## Work instruction
Where does the word "below" show up in the records? Copy every line that has it.
=== Begin Enclosure ===
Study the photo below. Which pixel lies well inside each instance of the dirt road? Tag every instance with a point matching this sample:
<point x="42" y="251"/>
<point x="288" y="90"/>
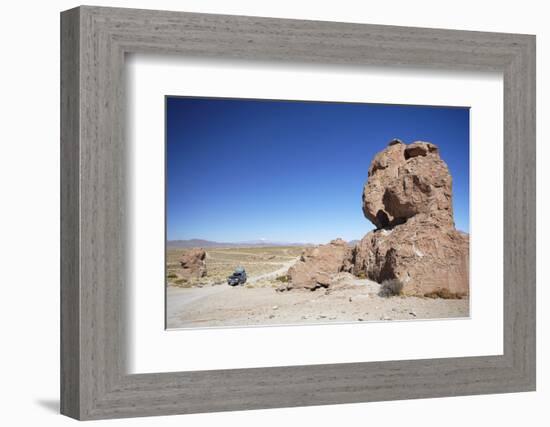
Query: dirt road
<point x="260" y="304"/>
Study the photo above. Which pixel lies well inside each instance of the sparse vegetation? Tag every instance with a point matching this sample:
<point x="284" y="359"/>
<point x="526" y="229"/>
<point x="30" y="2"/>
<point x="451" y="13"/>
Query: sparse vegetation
<point x="443" y="293"/>
<point x="391" y="287"/>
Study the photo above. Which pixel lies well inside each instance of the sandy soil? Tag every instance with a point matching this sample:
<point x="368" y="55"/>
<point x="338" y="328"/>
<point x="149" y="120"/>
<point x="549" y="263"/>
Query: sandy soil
<point x="222" y="305"/>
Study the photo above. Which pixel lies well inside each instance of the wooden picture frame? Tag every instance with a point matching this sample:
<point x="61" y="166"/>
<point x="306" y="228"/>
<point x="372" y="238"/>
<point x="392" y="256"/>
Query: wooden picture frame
<point x="94" y="382"/>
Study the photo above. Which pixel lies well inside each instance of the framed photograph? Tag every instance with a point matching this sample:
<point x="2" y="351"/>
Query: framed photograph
<point x="342" y="212"/>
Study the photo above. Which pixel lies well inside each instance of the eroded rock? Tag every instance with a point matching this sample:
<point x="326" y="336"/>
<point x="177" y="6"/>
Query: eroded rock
<point x="317" y="265"/>
<point x="193" y="263"/>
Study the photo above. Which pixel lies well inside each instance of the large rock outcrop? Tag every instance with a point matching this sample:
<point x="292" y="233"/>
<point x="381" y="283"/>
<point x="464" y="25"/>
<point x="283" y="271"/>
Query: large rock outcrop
<point x="193" y="263"/>
<point x="318" y="264"/>
<point x="408" y="196"/>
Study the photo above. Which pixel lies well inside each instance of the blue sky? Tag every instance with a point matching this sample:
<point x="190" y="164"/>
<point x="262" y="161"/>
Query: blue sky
<point x="291" y="171"/>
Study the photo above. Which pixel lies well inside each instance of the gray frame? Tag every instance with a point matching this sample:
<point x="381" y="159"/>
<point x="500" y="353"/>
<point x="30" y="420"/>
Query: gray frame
<point x="94" y="383"/>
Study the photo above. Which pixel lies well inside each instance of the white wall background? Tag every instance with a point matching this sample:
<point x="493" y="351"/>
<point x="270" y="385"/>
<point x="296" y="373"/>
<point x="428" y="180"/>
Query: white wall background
<point x="29" y="224"/>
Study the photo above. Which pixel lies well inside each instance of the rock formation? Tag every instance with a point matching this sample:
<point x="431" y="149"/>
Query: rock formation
<point x="408" y="196"/>
<point x="317" y="265"/>
<point x="193" y="263"/>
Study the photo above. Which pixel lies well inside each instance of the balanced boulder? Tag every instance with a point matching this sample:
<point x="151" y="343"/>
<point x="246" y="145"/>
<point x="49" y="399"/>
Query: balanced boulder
<point x="408" y="197"/>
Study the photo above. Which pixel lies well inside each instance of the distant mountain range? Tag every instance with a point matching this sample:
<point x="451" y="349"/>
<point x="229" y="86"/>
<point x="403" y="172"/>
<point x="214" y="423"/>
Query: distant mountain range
<point x="201" y="243"/>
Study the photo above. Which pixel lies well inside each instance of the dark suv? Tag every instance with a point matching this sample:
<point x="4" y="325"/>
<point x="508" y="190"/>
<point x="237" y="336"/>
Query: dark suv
<point x="237" y="278"/>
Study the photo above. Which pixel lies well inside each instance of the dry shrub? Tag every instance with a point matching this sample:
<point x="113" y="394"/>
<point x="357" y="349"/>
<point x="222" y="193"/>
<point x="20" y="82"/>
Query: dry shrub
<point x="391" y="287"/>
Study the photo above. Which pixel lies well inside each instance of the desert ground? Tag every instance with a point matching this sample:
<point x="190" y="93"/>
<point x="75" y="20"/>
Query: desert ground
<point x="210" y="302"/>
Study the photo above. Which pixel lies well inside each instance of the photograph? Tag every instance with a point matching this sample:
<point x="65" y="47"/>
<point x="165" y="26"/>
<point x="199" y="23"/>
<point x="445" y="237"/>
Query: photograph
<point x="294" y="212"/>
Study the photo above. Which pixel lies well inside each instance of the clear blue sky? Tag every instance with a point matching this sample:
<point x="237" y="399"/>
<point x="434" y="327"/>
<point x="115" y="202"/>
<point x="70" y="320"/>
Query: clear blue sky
<point x="241" y="170"/>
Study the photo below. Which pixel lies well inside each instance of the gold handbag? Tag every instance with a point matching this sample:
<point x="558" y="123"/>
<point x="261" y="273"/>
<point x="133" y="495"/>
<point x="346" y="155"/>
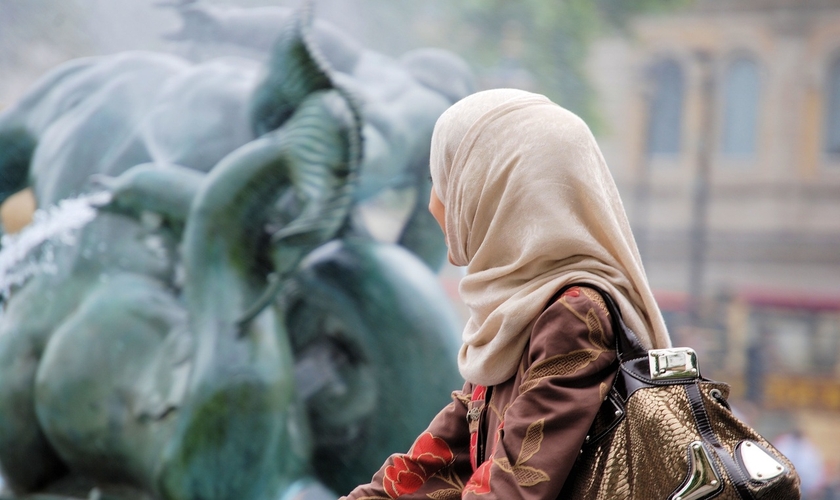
=== End Enclosure ===
## Response to this exercise
Study the photo below. Which pixel lies well inside each instance of the dirt road? Tag every instance with a point matching this sample:
Study the photo below. Which pixel lies well inside each instance of the gold handbag? Tag every instance with a point matching this sample:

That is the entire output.